*** Begin section ***

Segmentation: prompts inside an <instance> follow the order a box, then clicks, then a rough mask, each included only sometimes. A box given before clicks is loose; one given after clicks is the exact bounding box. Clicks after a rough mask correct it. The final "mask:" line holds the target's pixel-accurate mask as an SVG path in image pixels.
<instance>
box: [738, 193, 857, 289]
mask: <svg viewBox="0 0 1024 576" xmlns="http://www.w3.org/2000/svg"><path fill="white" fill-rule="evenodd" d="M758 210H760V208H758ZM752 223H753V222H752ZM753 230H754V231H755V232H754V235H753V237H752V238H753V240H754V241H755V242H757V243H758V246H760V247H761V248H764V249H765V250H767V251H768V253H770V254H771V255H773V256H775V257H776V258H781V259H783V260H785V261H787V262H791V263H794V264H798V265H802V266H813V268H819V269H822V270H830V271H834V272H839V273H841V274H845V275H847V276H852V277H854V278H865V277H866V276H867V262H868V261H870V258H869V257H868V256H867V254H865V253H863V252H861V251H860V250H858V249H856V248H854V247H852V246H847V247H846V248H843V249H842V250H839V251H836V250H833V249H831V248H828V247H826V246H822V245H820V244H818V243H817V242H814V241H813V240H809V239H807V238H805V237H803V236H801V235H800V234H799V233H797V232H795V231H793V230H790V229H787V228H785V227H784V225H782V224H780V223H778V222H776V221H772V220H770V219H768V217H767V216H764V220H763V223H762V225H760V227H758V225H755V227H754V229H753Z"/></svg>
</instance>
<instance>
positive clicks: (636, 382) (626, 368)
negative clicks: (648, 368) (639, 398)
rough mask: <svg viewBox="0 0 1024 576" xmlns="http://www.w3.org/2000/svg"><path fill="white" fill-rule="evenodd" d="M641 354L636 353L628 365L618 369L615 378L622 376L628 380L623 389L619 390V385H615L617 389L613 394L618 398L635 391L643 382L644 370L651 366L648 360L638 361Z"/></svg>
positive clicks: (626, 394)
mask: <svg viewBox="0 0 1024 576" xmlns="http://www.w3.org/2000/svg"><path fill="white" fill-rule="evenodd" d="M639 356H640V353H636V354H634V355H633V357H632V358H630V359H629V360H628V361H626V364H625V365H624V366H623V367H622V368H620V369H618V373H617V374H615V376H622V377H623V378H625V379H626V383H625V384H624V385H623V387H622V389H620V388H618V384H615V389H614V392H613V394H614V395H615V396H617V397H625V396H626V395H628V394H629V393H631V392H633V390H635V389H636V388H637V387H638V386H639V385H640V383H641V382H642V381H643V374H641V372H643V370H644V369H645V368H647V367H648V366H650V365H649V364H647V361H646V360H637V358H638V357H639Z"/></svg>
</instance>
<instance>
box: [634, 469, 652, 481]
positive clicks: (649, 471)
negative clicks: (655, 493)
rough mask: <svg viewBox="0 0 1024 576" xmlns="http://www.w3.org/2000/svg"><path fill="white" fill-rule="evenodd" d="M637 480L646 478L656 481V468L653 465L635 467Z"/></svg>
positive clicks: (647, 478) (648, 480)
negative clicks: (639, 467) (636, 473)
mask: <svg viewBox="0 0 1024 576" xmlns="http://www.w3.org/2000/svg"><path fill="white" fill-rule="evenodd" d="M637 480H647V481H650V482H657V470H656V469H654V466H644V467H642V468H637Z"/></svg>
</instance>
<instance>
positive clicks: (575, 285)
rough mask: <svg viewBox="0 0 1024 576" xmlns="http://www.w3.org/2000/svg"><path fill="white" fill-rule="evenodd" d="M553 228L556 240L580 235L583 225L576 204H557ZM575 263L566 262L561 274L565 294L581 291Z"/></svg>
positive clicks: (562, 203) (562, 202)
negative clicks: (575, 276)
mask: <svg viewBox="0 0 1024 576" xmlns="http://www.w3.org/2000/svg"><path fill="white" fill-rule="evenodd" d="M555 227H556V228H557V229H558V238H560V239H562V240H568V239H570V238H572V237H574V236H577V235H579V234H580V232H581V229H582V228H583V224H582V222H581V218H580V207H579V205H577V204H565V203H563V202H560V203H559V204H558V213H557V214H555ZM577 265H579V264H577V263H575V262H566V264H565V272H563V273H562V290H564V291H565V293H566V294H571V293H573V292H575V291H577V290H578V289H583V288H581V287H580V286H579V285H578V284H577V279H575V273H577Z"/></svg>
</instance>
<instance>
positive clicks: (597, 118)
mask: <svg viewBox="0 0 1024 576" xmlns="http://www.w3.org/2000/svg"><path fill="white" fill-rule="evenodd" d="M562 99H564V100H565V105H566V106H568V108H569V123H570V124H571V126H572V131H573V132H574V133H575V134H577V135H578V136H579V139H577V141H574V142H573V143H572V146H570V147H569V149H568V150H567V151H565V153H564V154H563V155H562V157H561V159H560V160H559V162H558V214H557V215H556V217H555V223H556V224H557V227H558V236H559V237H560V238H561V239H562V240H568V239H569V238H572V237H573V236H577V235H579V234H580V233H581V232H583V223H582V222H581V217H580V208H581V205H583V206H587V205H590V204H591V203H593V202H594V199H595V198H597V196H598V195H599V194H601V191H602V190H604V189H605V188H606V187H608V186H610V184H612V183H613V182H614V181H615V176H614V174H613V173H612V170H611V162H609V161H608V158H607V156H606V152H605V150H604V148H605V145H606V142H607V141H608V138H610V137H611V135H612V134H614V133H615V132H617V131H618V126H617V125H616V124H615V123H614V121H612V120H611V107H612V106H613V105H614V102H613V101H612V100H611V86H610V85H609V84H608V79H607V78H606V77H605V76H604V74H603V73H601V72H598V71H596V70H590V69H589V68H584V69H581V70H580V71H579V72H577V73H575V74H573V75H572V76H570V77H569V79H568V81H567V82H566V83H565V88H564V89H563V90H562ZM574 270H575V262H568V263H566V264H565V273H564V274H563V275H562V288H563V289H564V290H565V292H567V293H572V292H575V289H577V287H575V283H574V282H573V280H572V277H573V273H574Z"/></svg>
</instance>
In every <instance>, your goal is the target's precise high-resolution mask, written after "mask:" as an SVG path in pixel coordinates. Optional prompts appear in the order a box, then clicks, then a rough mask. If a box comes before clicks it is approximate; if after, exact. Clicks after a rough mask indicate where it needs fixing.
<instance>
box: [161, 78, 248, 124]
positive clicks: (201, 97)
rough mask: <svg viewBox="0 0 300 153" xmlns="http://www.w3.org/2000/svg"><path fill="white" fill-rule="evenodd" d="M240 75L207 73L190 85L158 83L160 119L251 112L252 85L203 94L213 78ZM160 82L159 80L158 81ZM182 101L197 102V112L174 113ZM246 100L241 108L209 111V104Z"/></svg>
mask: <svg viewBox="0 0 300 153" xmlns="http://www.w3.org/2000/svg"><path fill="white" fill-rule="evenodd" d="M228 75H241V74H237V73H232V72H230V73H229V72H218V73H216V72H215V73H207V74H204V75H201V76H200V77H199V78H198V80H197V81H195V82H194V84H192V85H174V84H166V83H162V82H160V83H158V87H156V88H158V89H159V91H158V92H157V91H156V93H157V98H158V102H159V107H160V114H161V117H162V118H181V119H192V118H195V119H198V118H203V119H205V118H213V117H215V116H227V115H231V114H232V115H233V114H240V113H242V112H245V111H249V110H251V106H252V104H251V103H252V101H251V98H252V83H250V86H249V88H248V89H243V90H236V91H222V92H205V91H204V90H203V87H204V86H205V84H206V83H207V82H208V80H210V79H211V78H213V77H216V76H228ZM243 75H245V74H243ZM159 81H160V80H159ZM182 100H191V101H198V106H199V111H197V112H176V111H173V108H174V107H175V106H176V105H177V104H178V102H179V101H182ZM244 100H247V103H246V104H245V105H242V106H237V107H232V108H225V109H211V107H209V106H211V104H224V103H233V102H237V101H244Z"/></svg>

*** End section ***

What you need to do: From the material above, set down exactly the lines between the line holding "228L556 240L580 235L583" and the line holding "positive clicks: (562, 203) (562, 202)", inclusive. Include nothing else.

Expected answer:
rough mask: <svg viewBox="0 0 1024 576" xmlns="http://www.w3.org/2000/svg"><path fill="white" fill-rule="evenodd" d="M553 228L556 240L580 235L583 225L576 204H557ZM575 263L566 262L561 274L565 294L581 291Z"/></svg>
positive clicks: (562, 203) (562, 202)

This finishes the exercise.